Die Frage laute nun, wie viel der deutschen Gesetzgebung die Freiheit der Bürger_innen wert sein wird, glaubt Alex. „Das wird viel Geld kosten, weil es nicht nur umfangreiche Baumaßnahmen, sondern auch eine Personalausstattung in den Einrichtungen erfordert, insbesondere im therapeutischen Bereich, die die gegenwärtigen Ressourcen um ein Vielfaches übersteigen“, so der RUB-Jurist. „Hinzu kommt, dass mit verbindlichen Regelungen für Vollzugslockerungen und Entlassungsvorbereitungen auch mehr Risiken eingegangen werden, dass solche Maßnahmen nicht immer erfolgreich verlaufen. Zur Verbesserung der Entlassungsbedingungen und zur Vorbereitung eines sozialen Empfangsraums wären solche Maßnahmen aber allemal risikomindernder als die gegenwärtig häufig praktizierte Form der Entlassung ohne Vorbereitung.“

Populismus gegen Vernunft

Gesellschaftlich ist das Thema Sicherheitsverwahrung sehr emotional besetzt. Die medial geschürte Angst vor dem „Kinderschänder in der Nachbarschaft“ steht in keinem Verhältnis zu der tatsächlichen Gefahr. Die wissenschaftliche Debatte über die Verfassungswidrigkeit der präventiven Haftstrafe ist so abstrakt, dass die Rechte der Straftäter_innen für die Politik schwer zu vermitteln sind. Konservative Politiker_innen fordern ohnehin, die Sicherungsverwahrung so streng wie möglich zu erhalten.

::::::::

[AUFGABEN]
- A) Schreiben Sie den Abschnitt des Textauszugs von „Gesellschaftlich ist das“ bis einschließlich „möglich zu erhalten.“ wortgetreu ab.
- B) Nennen Sie sämtliche Wörter im Textauszug, die mit einem Unterstrich geschlechtergerecht geschrieben sind.
- C) Führen Sie den Textauszug über die Sicherungsverwahrung im Anschluss an seinen letzten Satz weiter.

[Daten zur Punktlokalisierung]
::::::::

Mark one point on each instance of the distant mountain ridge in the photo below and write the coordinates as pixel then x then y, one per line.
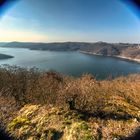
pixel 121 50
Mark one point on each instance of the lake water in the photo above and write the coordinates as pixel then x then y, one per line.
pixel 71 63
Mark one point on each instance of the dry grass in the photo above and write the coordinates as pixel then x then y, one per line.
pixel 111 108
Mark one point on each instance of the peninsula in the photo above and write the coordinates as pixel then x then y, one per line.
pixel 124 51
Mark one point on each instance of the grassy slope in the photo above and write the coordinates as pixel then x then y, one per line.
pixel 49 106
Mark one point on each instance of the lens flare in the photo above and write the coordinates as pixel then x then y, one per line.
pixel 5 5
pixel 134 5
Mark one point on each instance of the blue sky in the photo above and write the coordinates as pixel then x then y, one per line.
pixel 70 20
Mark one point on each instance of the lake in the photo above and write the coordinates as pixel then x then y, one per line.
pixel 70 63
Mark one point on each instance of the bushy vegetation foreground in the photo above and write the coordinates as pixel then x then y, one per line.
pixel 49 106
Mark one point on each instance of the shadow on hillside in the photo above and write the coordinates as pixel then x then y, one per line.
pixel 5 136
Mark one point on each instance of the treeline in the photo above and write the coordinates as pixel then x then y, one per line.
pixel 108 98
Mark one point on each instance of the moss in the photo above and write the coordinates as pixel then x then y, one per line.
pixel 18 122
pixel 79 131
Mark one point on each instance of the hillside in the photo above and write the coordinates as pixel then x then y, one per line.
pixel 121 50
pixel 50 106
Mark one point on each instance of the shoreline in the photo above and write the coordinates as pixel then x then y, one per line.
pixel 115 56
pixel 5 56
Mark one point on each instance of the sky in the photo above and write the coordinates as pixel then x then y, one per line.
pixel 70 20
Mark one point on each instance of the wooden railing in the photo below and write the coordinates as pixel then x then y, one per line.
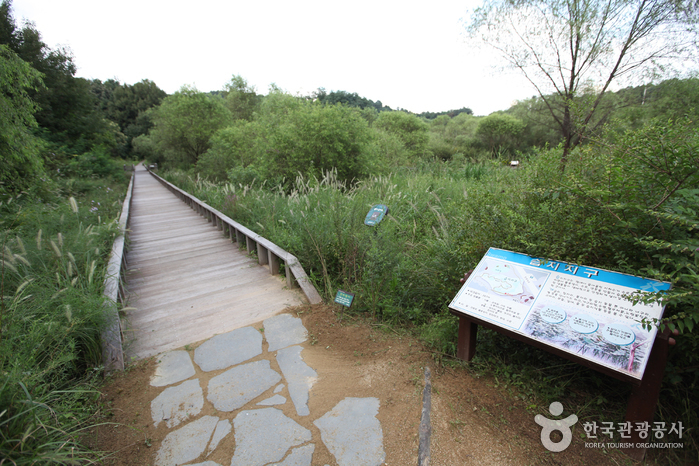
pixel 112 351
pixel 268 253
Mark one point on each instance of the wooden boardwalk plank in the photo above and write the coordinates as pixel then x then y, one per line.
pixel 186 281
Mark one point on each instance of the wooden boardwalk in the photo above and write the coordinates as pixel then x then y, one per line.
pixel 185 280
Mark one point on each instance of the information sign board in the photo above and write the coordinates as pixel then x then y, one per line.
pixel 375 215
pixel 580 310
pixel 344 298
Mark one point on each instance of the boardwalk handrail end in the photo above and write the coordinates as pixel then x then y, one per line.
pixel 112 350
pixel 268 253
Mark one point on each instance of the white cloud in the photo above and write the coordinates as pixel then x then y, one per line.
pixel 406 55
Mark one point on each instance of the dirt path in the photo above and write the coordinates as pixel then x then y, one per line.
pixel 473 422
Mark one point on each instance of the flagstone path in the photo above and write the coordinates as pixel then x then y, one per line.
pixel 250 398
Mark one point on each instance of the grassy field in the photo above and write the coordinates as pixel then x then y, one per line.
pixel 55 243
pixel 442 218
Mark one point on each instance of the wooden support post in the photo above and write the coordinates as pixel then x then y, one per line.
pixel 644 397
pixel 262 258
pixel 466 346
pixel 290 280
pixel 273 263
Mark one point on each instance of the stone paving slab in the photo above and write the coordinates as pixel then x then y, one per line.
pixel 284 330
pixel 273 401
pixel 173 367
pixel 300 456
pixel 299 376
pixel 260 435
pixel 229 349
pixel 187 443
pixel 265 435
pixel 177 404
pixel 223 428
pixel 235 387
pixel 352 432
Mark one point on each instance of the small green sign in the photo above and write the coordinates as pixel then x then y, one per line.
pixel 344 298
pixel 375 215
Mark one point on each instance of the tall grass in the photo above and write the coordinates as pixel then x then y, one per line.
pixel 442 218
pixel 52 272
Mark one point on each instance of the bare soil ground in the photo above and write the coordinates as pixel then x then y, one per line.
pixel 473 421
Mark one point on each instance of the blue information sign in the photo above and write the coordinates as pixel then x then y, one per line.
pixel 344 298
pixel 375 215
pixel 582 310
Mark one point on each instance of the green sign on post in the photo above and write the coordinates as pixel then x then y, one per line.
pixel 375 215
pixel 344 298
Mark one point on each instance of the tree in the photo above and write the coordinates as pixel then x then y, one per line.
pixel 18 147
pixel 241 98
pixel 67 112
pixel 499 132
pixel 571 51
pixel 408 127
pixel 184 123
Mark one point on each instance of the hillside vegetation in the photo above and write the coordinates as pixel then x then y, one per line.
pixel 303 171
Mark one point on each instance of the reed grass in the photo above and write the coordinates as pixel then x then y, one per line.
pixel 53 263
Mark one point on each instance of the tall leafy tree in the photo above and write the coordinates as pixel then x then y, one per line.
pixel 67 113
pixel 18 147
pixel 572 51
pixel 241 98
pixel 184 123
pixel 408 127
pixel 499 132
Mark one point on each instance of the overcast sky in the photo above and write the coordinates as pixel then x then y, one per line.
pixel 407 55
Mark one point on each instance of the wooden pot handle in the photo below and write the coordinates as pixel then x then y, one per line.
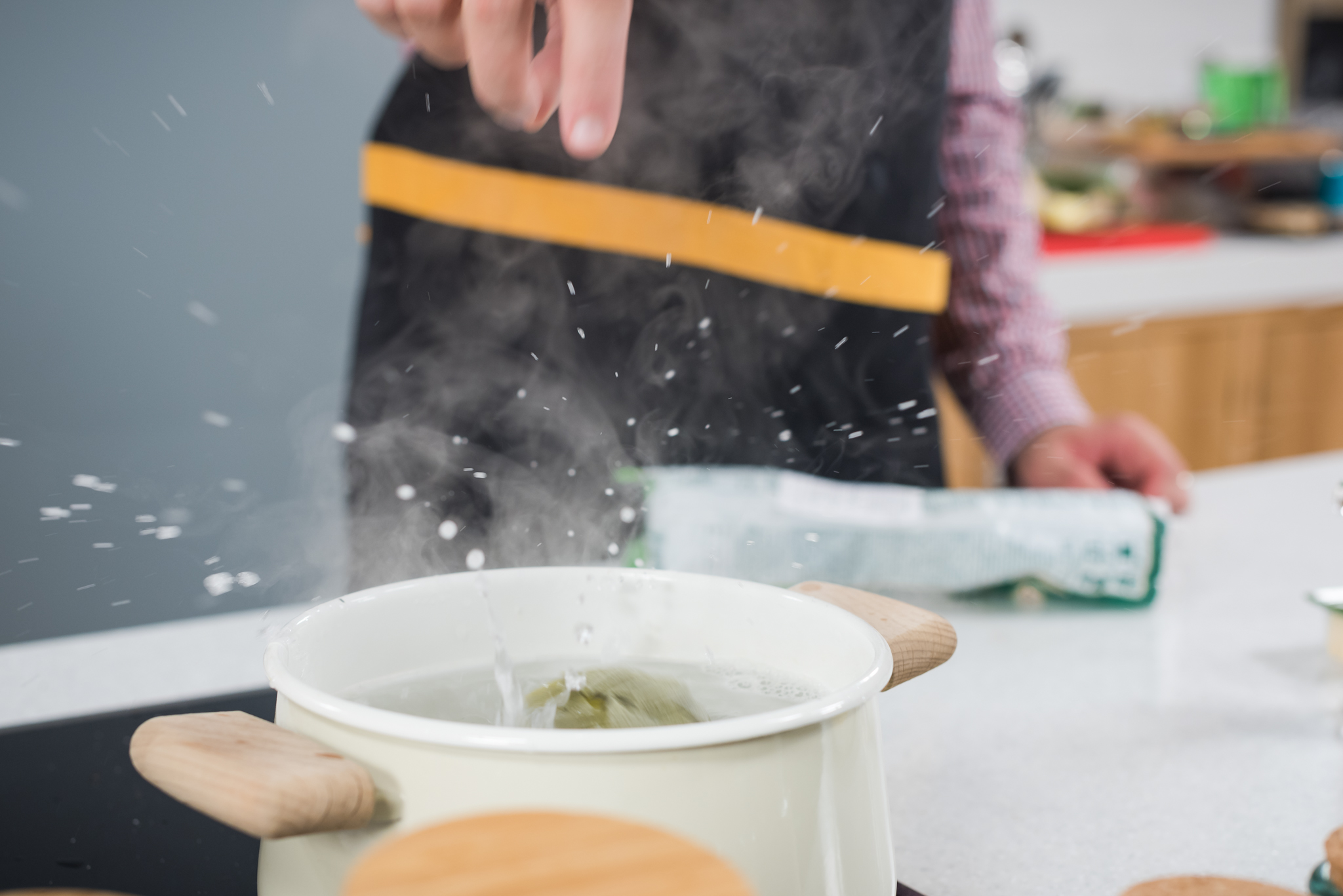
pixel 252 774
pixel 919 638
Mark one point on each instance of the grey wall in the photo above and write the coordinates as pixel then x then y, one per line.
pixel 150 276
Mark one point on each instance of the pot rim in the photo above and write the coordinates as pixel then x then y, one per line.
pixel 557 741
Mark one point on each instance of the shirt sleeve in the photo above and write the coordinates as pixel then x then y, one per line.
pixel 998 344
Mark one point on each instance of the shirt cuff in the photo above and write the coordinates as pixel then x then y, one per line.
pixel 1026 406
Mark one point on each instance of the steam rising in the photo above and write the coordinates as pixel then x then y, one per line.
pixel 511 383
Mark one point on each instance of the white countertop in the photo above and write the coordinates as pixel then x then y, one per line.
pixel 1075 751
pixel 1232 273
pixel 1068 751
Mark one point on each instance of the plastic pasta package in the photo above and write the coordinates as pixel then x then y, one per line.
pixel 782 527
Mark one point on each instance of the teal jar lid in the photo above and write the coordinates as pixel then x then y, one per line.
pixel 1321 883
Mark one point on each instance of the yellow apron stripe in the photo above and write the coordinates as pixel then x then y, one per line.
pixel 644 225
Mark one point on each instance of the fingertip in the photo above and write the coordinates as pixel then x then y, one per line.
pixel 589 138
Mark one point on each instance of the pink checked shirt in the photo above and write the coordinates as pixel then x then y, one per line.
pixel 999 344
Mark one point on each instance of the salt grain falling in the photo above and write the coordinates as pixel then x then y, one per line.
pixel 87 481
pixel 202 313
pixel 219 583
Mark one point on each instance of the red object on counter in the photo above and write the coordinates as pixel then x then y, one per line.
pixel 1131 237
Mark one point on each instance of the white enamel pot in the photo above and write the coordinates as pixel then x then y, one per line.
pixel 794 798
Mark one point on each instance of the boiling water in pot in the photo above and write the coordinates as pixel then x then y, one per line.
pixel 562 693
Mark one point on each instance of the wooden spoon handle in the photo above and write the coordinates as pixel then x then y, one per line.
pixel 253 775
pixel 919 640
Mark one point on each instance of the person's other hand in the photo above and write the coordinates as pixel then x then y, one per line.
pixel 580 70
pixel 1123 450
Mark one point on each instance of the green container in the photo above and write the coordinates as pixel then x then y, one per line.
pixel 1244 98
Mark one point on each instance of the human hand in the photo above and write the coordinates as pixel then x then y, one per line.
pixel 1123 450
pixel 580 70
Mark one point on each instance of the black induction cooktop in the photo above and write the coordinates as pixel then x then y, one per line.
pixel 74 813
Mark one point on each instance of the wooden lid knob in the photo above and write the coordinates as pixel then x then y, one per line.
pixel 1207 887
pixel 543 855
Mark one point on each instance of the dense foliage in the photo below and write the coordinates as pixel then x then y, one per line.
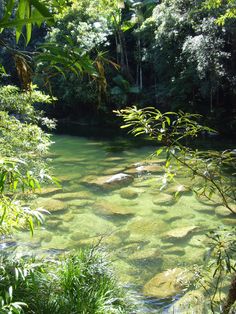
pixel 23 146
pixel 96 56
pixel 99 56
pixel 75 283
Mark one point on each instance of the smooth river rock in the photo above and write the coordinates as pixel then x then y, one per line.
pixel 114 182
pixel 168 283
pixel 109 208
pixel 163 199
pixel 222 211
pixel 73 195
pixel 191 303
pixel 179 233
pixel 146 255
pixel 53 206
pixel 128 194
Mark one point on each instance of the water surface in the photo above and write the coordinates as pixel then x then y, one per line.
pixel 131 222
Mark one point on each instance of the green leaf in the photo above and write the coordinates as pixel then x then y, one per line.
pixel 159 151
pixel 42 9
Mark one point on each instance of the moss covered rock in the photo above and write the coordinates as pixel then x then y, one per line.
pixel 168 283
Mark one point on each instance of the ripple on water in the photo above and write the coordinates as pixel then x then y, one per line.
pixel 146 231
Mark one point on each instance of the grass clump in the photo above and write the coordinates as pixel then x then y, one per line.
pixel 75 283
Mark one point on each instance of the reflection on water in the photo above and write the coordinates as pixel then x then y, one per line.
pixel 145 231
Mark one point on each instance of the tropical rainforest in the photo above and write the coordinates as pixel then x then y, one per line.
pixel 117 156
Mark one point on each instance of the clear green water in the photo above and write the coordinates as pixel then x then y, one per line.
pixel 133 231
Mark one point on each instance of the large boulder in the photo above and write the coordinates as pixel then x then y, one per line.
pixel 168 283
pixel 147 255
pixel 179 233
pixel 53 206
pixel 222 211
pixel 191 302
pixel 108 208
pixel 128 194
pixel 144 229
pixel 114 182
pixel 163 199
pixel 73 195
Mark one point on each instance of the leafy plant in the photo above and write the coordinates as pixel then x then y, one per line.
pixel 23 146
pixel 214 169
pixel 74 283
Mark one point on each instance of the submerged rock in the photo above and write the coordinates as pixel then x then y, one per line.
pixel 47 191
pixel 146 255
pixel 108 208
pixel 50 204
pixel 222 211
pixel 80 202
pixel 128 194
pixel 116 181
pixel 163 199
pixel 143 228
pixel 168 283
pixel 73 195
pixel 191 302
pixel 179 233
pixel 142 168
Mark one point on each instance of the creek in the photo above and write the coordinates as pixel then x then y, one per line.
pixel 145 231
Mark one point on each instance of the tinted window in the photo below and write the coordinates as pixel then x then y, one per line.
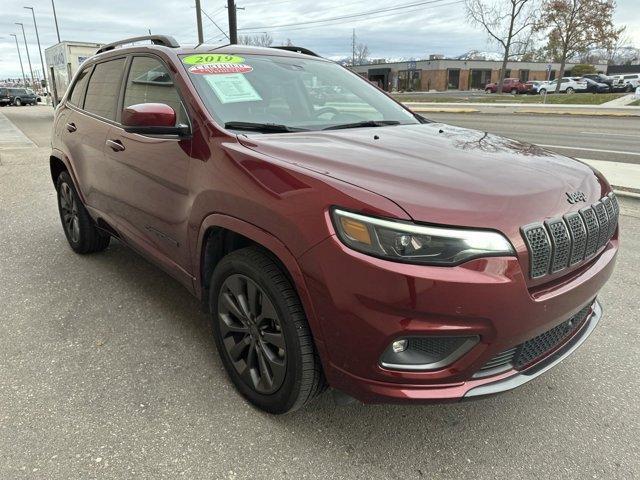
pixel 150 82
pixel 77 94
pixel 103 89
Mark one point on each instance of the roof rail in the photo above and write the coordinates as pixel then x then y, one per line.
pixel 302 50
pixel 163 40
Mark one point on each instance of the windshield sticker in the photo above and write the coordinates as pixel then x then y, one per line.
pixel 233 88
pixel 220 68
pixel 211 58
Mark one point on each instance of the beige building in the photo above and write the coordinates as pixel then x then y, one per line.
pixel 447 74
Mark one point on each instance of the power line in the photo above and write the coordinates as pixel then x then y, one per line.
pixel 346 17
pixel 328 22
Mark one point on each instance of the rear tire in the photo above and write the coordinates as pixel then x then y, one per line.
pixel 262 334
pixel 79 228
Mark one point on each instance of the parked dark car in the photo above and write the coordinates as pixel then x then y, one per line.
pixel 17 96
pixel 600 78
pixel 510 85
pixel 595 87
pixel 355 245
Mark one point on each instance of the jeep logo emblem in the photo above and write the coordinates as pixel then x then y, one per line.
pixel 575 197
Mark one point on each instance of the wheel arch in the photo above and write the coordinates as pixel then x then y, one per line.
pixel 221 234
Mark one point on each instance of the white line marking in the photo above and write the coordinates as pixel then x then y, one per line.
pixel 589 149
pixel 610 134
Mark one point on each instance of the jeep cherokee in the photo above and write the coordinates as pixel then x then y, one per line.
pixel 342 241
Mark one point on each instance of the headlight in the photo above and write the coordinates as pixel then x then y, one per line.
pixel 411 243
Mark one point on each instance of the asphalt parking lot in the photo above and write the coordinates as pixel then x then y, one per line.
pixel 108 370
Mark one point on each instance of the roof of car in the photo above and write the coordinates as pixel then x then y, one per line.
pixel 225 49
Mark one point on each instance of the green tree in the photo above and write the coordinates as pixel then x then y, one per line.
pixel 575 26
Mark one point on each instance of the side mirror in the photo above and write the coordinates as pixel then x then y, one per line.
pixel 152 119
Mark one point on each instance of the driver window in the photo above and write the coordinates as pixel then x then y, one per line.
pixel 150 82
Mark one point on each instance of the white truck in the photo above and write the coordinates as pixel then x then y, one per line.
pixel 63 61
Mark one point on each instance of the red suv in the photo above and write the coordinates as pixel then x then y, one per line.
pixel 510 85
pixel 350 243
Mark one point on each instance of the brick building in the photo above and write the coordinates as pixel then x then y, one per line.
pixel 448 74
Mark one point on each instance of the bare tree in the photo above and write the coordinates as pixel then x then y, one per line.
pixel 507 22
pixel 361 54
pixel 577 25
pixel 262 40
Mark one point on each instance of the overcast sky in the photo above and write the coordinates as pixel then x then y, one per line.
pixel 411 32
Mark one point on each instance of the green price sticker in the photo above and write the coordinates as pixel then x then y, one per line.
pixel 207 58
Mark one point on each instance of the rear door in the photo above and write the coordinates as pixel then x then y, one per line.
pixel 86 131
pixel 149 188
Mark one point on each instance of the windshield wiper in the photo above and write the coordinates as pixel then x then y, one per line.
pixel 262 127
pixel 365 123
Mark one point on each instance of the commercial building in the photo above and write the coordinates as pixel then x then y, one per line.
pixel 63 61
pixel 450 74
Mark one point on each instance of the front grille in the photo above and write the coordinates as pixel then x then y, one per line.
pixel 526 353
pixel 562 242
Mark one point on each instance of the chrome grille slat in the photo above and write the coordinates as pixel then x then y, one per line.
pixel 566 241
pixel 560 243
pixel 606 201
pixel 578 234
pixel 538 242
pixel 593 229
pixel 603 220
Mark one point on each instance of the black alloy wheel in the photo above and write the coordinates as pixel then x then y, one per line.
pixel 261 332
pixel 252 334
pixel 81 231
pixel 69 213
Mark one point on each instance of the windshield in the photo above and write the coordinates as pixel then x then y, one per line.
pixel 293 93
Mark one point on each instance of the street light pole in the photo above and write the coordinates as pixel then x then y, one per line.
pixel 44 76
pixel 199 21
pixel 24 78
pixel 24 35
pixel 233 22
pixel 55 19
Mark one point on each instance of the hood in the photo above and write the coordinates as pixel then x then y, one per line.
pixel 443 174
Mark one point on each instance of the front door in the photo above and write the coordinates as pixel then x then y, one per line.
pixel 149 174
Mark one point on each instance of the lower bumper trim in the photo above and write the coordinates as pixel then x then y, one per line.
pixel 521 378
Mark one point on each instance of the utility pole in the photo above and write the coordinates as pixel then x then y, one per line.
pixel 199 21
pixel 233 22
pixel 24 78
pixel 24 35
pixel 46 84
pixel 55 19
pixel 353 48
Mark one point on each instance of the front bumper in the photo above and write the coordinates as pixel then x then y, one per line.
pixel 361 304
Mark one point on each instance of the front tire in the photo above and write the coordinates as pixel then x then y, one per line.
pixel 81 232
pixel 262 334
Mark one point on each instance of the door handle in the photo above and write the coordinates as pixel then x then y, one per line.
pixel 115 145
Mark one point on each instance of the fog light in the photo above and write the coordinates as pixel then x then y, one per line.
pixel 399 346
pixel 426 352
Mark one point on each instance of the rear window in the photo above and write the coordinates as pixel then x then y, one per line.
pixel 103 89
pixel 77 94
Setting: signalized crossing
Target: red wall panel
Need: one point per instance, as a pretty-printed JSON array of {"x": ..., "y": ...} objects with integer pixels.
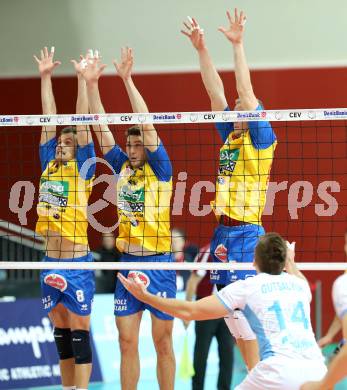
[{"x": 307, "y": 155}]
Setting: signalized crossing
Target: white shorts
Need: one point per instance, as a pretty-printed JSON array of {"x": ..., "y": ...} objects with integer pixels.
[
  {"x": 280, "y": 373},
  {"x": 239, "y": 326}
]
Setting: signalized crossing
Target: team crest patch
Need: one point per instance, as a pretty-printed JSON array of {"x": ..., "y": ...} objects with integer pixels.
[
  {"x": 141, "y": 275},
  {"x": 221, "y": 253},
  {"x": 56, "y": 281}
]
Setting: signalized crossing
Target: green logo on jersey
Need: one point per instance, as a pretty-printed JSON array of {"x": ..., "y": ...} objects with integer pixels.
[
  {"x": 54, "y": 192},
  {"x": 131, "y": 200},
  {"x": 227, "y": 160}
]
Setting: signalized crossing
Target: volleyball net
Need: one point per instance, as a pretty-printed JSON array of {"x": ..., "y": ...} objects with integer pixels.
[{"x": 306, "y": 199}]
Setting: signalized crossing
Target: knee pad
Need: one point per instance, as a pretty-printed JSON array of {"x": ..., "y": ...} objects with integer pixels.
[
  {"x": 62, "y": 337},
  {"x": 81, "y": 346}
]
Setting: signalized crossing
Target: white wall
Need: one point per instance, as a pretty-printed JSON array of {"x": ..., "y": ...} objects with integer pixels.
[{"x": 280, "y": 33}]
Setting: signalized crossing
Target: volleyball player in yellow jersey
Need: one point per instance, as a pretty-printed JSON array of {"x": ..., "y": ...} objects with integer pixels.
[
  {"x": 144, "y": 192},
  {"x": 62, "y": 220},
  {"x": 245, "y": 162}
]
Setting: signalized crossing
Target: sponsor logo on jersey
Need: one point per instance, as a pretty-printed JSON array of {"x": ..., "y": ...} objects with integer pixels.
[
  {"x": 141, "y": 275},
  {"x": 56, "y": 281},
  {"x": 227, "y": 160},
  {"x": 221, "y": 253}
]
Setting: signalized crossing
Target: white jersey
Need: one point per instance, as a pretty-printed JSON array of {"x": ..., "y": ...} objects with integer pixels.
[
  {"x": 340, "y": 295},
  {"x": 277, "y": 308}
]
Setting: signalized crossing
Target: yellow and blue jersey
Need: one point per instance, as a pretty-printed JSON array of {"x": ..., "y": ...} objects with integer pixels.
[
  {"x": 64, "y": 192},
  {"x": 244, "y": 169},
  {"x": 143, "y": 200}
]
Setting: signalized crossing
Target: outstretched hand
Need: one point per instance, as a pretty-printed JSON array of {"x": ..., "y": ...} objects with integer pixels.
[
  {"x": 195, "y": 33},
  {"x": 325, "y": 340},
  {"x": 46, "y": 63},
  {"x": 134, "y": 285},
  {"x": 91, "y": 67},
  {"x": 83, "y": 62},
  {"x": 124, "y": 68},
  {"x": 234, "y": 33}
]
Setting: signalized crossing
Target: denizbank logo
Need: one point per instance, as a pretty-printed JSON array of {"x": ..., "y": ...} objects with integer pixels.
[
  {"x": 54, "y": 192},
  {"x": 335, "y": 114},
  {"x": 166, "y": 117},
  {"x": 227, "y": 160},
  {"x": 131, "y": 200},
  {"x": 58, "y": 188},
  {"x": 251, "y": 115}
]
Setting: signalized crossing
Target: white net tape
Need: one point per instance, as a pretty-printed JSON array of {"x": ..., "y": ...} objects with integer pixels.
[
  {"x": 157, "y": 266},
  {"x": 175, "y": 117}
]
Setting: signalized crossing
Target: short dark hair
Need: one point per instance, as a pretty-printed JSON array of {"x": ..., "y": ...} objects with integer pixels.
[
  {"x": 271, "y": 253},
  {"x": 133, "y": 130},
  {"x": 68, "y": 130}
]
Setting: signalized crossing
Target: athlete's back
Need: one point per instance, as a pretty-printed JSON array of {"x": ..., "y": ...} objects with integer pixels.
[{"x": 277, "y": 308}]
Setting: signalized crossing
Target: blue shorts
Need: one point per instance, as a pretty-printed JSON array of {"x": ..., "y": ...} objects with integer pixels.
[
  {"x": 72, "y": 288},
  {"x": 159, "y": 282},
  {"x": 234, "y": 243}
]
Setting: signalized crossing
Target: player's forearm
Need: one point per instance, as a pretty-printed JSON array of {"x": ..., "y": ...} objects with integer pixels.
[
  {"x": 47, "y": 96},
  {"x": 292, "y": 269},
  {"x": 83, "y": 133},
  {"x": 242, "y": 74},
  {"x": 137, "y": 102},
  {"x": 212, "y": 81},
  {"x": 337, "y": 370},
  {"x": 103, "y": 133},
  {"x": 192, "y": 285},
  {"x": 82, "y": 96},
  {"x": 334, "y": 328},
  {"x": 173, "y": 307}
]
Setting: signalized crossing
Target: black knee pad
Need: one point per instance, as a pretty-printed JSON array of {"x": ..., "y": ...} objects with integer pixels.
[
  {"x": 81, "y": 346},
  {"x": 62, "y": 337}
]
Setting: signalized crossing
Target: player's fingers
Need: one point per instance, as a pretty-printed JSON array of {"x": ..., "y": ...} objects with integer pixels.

::::::::

[ANTWORTEN NACH NUMMER]
- A)
Gesellschaftlich ist das Thema Sicherheitsverwahrung sehr emotional besetzt. Die medial geschürte Angst vor dem „Kinderschänder in der Nachbarschaft“ steht in keinem Verhältnis zu der tatsächlichen Gefahr. Die wissenschaftliche Debatte über die Verfassungswidrigkeit der präventiven Haftstrafe ist so abstrakt, dass die Rechte der Straftäter_innen für die Politik schwer zu vermitteln sind. Konservative Politiker_innen fordern ohnehin, die Sicherungsverwahrung so streng wie möglich zu erhalten.

- B) Bürger_innen, Straftäter_innen, Politiker_innen

- C)
Das Urteil des Bundesverfassungsgerichts stellt die Gesetzgebung nun vor das Problem, ein freiheitsorientiertes und therapiegerichtetes Gesamtkonzept zu entwickeln und der präventiven Strafgesetzgebung ein Ende zu bereiten. Das wird schwer: „Zu befürchten ist, dass die wissenschaftlich gut abgesicherten Forderungen des Bundesverfassungsgerichts bei Bund und Ländern nicht für umsetzbar gehalten werden und wieder nur kosmetische Korrekturen erfolgen, mit denen sich das Bundesverfassungsgericht in einigen Jahren erneut herumschlagen muss“, so Alex.